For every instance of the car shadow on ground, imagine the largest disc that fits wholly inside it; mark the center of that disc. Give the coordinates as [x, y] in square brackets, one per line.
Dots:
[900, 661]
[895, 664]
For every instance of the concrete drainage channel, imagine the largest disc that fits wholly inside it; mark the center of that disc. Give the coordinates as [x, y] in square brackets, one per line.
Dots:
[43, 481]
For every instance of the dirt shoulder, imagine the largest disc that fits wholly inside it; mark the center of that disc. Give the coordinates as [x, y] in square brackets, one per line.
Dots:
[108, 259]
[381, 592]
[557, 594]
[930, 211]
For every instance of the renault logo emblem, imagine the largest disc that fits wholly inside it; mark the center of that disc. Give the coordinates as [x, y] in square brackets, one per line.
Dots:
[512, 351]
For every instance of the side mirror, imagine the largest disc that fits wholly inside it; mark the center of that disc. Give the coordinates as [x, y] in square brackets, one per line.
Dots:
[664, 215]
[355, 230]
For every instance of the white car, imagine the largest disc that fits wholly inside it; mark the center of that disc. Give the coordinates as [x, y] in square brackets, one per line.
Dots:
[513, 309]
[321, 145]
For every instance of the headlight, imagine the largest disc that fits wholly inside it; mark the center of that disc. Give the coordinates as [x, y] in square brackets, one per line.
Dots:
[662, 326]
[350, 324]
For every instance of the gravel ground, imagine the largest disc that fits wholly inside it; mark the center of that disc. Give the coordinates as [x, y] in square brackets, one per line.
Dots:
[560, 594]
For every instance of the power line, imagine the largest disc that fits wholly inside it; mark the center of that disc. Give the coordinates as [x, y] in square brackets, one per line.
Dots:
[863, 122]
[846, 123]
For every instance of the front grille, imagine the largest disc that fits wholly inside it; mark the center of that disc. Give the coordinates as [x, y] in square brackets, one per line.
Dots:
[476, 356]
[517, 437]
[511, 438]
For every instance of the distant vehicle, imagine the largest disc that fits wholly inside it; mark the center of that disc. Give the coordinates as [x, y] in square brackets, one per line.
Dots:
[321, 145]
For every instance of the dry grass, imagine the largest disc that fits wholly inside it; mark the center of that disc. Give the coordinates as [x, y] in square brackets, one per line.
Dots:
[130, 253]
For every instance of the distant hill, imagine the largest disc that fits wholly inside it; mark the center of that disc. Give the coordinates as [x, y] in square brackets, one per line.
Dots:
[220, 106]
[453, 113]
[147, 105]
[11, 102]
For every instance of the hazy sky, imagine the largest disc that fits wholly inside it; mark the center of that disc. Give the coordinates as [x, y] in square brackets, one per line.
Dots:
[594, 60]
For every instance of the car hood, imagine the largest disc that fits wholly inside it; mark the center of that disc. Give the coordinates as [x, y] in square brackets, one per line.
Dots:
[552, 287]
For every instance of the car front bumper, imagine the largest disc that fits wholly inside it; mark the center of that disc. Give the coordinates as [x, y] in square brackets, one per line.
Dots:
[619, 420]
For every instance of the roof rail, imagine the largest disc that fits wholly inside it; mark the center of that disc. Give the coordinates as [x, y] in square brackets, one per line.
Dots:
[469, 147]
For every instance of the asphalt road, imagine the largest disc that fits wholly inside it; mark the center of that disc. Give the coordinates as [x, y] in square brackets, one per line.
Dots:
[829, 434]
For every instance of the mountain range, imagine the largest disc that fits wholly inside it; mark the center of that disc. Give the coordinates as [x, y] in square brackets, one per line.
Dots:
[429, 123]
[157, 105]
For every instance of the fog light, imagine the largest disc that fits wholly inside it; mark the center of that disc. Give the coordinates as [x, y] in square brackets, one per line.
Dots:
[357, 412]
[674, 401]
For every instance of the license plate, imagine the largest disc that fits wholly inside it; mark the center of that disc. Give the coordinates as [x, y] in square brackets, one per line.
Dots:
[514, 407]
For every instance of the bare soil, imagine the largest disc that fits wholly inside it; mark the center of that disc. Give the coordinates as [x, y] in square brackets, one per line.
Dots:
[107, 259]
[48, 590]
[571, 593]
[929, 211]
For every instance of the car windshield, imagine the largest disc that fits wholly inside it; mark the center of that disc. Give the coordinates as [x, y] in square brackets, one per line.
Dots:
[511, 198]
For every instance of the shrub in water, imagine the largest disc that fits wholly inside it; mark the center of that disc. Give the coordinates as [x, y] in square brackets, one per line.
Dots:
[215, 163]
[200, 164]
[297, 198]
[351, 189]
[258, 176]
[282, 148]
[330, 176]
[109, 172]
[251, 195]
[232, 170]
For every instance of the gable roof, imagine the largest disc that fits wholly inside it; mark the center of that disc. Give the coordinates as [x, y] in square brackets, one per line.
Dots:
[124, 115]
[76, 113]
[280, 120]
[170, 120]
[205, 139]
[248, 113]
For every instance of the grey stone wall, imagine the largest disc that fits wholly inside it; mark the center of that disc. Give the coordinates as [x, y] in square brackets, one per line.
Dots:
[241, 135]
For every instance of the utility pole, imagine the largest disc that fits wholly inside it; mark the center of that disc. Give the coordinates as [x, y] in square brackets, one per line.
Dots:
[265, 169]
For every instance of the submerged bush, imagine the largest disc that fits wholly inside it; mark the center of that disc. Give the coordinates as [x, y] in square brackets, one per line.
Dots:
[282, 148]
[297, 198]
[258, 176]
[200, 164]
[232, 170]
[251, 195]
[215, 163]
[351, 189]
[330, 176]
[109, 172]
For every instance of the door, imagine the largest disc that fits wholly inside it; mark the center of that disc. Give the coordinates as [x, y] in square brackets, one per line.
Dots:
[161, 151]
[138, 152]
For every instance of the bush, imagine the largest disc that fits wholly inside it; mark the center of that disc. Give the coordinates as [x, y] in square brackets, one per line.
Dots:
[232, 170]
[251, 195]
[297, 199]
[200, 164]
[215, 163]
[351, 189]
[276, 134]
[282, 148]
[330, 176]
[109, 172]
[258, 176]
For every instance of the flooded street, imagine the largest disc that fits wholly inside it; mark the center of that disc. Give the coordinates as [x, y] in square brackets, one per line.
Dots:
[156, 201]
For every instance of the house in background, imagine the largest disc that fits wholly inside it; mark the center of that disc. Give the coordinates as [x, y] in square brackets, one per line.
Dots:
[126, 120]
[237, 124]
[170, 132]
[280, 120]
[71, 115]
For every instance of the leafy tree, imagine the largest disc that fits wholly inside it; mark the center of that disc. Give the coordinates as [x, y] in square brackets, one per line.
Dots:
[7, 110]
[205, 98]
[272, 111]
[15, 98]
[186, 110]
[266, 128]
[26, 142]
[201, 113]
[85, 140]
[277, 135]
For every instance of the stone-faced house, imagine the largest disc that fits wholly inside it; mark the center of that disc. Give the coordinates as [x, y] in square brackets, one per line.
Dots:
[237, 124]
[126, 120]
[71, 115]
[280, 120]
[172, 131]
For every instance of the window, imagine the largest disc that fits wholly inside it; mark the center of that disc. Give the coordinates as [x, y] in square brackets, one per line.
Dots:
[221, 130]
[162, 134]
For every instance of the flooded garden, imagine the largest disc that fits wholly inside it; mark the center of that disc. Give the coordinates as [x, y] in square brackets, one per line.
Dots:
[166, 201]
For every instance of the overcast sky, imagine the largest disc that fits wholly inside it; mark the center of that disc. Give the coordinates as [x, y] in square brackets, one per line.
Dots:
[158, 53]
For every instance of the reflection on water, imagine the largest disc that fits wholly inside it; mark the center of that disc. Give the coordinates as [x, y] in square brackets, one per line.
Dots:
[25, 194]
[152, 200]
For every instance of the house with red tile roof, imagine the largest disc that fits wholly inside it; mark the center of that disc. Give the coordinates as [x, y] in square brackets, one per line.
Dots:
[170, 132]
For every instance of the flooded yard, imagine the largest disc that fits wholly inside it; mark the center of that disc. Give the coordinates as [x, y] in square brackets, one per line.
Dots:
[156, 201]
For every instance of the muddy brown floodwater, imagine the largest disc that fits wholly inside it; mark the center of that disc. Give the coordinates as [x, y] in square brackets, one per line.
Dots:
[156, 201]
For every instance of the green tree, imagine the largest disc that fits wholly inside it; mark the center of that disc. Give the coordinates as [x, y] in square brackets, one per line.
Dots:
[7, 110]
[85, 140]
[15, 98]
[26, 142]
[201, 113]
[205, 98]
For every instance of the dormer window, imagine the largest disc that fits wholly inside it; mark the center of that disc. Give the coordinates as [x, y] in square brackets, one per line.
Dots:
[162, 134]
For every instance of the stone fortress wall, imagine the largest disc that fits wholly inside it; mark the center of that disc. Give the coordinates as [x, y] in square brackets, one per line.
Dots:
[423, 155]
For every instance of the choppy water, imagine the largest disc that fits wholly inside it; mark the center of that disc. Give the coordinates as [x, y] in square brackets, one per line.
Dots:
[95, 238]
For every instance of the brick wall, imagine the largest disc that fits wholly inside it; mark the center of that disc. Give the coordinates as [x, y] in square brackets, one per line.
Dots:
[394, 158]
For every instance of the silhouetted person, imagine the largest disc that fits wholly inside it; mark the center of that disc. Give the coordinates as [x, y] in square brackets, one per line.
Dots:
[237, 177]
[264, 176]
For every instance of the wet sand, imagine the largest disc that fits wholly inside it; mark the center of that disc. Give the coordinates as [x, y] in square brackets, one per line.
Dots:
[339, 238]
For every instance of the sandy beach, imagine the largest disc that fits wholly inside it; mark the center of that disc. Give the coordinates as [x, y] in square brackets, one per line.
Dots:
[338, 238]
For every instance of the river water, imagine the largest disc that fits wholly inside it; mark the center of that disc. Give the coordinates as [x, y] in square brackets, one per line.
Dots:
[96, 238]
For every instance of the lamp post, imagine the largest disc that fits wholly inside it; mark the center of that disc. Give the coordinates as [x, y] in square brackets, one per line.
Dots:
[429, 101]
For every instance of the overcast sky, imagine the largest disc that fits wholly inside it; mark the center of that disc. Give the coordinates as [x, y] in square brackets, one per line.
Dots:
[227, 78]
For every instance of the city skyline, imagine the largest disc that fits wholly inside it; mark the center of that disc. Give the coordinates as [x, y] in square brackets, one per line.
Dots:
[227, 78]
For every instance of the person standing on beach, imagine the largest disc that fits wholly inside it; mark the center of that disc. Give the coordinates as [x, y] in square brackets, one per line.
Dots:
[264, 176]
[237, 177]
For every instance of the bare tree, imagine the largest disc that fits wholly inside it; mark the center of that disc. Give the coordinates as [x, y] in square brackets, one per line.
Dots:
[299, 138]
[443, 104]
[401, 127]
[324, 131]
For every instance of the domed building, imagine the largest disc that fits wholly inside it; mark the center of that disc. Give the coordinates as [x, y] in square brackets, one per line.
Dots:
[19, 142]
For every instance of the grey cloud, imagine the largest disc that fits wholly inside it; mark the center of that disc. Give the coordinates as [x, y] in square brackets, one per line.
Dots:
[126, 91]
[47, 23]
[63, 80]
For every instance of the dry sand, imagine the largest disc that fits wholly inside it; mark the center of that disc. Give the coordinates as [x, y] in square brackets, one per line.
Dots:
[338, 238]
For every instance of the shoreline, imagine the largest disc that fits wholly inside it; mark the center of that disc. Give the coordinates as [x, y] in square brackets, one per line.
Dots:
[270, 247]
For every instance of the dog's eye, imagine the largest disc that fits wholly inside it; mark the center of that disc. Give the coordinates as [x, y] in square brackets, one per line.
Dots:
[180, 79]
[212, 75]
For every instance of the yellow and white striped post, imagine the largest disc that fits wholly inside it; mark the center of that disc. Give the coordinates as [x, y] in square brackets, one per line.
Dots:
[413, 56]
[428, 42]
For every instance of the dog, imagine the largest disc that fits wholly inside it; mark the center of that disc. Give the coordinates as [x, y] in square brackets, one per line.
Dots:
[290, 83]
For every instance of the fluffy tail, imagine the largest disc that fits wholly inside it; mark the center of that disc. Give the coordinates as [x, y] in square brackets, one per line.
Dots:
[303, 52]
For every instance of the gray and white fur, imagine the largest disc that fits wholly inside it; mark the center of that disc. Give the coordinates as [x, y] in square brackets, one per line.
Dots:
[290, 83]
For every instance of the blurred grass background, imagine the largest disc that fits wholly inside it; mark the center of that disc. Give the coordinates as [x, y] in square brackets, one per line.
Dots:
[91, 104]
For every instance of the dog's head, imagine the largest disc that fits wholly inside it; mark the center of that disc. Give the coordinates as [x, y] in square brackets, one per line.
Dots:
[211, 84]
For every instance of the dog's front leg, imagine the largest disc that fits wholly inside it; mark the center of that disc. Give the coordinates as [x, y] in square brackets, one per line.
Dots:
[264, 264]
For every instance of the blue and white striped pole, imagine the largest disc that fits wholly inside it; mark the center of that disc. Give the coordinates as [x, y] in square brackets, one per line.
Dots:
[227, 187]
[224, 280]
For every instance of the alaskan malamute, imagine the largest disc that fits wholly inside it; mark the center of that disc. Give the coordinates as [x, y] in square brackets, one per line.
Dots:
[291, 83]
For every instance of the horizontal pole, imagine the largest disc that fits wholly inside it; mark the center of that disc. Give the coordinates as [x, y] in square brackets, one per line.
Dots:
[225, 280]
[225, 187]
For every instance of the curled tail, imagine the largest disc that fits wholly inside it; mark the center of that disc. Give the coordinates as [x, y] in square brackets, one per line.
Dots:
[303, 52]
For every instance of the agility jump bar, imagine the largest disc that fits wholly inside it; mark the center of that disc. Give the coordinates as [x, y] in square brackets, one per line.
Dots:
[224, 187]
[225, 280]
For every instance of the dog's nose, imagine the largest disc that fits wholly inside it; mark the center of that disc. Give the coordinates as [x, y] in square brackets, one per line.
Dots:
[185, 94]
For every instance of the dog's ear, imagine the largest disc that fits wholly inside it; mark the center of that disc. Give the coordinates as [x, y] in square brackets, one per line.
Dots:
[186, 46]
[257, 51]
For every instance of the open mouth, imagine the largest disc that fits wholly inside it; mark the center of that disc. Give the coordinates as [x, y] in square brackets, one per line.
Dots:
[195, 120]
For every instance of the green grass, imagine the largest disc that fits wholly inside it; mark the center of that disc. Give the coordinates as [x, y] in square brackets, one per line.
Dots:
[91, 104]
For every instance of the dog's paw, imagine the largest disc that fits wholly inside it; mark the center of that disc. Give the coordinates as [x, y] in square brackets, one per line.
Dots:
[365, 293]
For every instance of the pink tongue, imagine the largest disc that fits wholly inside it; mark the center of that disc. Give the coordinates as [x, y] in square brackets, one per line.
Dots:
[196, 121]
====
* **BRIEF**: Set down exactly the lines of the listing above, from the line holding "For every instance of the dog's paw, imagine" through its last line, with nothing added.

* **RESPONSE**:
For every instance of the dog's paw, imagine the largest disc that fits wholly inside it; mark the center of that disc. Give the coordinates as [x, y] in square brackets, one per line.
Dots:
[365, 293]
For every instance of the pink tongue, imagine the largest disc that fits wholly inside it; mark the center of that disc. Give the coordinates as [x, y] in square brackets, one per line.
Dots:
[196, 121]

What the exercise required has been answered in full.